## What you are asked to do
How many lines in the entries below contain the string "white", with case counting? Reply with the number alone.

— begin Data for this task —

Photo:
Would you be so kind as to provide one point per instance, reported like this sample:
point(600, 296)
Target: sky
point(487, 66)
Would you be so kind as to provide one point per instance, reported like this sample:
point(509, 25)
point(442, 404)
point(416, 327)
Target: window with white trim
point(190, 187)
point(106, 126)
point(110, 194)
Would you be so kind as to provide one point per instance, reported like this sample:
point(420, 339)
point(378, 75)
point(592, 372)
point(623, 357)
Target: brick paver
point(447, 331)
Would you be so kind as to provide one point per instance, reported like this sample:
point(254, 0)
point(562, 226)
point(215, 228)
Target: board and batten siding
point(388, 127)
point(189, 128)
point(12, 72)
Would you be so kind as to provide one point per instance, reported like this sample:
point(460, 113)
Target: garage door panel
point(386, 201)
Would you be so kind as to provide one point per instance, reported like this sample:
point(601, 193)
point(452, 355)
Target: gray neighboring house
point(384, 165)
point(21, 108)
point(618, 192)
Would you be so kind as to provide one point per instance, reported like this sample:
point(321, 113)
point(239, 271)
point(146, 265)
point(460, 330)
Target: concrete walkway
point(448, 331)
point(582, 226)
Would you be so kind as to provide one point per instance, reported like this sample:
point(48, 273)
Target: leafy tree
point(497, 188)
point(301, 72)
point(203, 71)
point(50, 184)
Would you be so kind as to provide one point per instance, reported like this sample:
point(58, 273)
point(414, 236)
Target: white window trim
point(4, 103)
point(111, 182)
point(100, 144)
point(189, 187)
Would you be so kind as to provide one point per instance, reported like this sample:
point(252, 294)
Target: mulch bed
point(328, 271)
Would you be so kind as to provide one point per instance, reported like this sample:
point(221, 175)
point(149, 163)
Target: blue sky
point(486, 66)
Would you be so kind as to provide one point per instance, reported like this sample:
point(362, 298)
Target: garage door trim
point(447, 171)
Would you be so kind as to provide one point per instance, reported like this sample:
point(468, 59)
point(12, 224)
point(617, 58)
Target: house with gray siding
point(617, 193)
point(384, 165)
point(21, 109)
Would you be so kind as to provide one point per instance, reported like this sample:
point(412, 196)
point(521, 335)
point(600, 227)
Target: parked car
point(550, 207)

— end Data for this task —

## Output of the exercise
2